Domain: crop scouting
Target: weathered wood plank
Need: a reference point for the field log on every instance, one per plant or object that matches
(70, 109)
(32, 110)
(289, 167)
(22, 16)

◆ ◆ ◆

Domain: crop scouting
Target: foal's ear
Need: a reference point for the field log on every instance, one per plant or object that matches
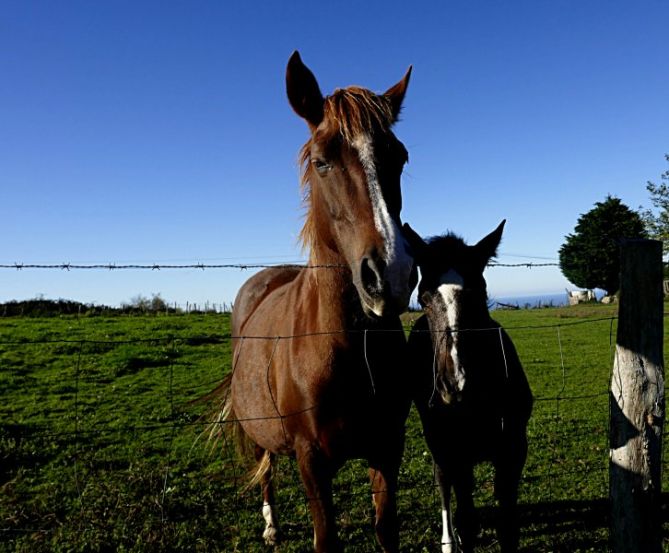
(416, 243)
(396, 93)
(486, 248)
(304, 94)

◆ ◆ ◆

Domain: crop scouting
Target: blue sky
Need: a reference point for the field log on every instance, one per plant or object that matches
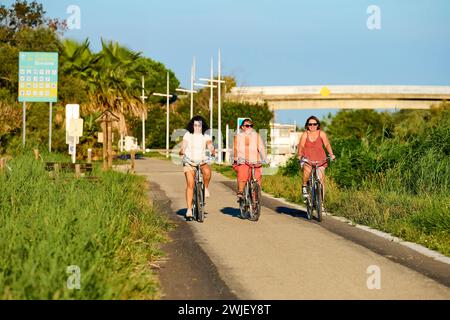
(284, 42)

◆ ◆ ◆

Exercise goal: State how many lines of the records contain the string "Target". Give only the number.

Response to this task: 3